Records from a dataset:

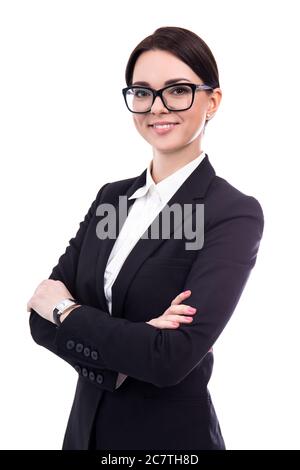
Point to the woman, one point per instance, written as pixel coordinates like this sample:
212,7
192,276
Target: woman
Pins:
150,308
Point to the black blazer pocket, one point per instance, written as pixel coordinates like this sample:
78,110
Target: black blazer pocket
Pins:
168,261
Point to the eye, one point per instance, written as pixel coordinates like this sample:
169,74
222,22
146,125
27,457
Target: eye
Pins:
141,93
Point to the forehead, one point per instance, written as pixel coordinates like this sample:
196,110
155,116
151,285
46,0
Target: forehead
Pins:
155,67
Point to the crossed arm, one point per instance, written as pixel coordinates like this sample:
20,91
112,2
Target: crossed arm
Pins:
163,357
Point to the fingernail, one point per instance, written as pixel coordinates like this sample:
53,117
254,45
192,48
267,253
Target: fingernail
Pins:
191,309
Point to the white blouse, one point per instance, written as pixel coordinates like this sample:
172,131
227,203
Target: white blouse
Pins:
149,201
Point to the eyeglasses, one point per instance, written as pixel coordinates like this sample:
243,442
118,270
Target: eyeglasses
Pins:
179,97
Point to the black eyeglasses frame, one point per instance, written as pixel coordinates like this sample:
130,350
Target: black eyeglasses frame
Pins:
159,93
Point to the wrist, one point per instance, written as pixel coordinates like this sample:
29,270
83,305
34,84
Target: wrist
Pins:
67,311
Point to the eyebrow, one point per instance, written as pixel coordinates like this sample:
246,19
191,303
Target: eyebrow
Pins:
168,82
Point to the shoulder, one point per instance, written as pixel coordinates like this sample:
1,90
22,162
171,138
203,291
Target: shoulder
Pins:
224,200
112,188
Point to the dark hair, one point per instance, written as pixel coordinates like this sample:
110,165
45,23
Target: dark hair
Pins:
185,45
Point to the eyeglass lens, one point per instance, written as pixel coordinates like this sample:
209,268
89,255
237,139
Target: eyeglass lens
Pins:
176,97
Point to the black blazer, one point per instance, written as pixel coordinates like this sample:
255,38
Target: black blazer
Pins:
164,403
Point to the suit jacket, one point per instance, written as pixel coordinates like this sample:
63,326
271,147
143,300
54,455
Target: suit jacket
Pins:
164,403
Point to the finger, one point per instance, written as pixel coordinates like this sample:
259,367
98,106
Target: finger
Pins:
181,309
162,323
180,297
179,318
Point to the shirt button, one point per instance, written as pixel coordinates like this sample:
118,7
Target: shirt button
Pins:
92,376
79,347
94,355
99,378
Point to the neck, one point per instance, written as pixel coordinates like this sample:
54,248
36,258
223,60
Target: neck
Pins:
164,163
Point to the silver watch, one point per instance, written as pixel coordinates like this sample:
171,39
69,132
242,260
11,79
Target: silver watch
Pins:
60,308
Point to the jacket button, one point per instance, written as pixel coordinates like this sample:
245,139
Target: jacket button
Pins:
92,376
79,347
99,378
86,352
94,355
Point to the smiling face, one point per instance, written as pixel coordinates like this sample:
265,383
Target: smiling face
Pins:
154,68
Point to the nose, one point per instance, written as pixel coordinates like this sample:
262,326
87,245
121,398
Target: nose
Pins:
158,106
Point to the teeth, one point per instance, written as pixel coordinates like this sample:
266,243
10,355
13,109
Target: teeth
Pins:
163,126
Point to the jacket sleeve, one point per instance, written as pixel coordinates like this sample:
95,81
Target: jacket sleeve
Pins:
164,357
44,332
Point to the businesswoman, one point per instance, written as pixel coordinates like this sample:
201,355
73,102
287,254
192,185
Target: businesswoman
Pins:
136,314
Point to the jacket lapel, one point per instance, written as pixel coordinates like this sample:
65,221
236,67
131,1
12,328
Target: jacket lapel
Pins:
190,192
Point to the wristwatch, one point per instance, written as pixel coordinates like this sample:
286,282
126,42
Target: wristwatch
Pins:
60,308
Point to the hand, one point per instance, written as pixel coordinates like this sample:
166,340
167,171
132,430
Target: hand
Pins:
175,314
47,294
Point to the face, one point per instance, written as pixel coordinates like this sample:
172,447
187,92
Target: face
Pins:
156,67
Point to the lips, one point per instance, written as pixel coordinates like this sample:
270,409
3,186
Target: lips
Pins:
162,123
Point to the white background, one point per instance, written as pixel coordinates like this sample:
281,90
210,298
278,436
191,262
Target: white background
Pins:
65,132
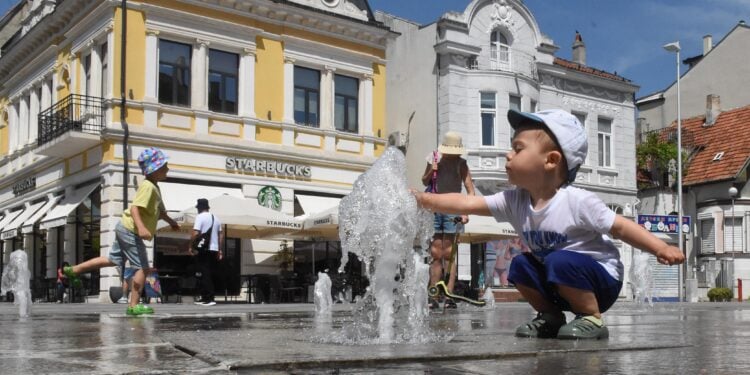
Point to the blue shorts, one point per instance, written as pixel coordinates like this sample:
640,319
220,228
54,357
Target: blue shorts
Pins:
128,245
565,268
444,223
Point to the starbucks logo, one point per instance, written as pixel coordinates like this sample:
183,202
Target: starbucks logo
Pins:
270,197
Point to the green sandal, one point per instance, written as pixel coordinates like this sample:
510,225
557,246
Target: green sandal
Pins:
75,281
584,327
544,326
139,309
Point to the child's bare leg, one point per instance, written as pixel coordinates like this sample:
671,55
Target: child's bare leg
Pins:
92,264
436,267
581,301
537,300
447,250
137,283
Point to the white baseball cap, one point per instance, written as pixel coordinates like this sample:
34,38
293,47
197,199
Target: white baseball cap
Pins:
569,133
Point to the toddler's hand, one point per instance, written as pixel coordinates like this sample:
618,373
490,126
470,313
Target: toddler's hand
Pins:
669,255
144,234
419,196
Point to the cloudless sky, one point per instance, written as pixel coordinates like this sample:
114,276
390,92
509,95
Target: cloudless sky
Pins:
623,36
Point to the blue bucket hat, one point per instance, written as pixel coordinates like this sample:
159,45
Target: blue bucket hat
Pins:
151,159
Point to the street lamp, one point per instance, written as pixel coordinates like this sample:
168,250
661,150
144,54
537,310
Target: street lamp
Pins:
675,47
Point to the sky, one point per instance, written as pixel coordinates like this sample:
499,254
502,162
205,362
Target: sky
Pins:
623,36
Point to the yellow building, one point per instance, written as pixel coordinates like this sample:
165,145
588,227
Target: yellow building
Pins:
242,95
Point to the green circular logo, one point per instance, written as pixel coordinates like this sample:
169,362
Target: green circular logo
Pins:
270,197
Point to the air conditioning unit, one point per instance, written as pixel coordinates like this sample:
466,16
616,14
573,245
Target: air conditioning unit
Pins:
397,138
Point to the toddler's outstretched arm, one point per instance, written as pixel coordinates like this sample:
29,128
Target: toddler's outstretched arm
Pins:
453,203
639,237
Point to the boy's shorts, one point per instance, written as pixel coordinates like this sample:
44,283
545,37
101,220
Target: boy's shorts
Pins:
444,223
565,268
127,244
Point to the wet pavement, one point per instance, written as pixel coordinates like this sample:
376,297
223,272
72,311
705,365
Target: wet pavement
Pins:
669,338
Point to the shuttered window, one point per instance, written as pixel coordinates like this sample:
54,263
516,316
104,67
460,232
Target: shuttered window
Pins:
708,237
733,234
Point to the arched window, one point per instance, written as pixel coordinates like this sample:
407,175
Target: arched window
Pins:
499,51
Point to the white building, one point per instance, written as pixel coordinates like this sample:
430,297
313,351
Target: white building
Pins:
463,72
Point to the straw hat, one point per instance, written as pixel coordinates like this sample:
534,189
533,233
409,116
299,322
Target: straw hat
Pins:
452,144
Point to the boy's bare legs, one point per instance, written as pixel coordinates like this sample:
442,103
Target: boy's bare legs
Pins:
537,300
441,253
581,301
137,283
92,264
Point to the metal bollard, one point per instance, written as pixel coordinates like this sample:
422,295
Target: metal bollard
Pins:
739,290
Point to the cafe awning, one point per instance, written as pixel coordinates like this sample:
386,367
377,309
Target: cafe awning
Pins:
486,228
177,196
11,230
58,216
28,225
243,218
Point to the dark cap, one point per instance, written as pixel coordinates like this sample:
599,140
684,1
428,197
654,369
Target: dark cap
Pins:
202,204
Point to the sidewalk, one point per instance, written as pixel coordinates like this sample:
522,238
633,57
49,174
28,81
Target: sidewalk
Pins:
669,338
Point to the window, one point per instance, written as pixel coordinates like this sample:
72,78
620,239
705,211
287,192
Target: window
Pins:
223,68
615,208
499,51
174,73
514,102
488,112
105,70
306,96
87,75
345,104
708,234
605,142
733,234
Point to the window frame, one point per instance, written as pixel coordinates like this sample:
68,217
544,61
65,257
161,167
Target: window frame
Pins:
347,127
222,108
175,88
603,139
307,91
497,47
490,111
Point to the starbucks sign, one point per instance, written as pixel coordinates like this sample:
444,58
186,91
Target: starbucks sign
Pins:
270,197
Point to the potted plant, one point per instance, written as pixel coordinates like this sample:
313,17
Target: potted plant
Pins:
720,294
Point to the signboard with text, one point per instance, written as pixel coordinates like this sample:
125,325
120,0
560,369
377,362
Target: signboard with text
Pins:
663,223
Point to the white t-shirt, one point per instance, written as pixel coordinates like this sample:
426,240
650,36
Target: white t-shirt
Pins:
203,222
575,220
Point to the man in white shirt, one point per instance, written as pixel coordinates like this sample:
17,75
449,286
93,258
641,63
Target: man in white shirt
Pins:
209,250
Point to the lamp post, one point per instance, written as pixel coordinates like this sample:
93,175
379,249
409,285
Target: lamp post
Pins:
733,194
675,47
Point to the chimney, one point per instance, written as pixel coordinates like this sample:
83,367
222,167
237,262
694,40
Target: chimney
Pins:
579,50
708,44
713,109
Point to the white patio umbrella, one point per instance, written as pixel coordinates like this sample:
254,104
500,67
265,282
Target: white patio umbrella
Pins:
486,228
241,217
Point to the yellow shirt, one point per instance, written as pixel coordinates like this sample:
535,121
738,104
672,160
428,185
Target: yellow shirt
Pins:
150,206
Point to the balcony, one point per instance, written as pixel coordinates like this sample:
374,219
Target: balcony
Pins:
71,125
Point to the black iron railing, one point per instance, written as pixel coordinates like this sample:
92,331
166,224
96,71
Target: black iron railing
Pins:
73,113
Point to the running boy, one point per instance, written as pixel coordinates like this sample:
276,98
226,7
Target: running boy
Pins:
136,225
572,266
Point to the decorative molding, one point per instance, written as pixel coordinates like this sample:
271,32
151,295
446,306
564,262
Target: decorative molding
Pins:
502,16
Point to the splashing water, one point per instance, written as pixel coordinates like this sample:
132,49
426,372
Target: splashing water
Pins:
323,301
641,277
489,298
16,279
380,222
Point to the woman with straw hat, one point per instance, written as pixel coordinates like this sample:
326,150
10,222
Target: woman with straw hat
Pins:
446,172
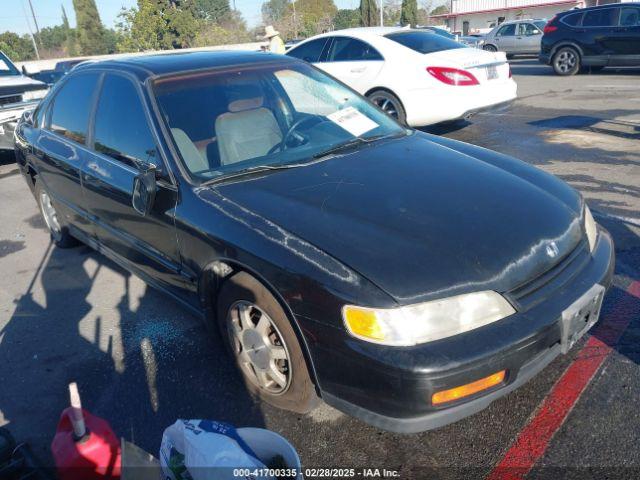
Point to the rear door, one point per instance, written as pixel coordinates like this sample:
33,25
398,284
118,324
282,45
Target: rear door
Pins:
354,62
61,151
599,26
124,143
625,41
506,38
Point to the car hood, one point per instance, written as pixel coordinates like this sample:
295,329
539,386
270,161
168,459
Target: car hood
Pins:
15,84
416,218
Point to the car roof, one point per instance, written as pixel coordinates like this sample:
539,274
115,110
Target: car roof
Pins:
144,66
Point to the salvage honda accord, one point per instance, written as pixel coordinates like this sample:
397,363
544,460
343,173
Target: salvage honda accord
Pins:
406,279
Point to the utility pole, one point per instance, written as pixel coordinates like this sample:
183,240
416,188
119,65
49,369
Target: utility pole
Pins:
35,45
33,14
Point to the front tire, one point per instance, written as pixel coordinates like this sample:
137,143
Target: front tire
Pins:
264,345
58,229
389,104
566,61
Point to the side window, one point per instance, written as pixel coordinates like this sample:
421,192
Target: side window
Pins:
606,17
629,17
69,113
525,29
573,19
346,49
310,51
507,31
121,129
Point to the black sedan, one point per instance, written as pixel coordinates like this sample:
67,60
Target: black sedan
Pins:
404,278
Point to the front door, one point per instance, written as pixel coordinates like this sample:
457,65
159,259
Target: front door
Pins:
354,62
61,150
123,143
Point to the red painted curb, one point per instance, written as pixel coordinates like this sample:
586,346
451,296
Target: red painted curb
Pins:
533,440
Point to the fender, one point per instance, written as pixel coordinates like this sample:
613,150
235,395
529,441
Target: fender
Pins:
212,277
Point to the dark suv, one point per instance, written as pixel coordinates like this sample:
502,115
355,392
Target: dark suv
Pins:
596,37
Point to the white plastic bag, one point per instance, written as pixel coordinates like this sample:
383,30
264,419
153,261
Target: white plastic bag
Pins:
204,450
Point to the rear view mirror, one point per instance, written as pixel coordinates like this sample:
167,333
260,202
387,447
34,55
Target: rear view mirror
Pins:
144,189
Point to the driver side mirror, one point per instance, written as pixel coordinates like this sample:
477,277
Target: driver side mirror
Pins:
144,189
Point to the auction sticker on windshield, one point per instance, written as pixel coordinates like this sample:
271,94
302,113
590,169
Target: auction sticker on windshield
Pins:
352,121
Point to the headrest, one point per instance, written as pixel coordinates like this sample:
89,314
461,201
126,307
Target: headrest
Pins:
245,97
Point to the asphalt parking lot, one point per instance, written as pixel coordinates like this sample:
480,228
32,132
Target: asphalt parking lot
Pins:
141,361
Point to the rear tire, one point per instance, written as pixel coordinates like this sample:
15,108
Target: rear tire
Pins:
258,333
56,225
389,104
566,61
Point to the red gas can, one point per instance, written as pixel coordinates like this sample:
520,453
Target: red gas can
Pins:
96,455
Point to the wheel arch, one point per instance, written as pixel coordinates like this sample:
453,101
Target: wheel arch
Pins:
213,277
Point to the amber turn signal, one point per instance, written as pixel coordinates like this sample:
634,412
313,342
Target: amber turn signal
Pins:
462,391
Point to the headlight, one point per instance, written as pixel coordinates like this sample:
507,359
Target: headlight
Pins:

▶ [What you need to do] How many lines in the records include "baseball"? Answer with the number alone.

▶ [Task response] 2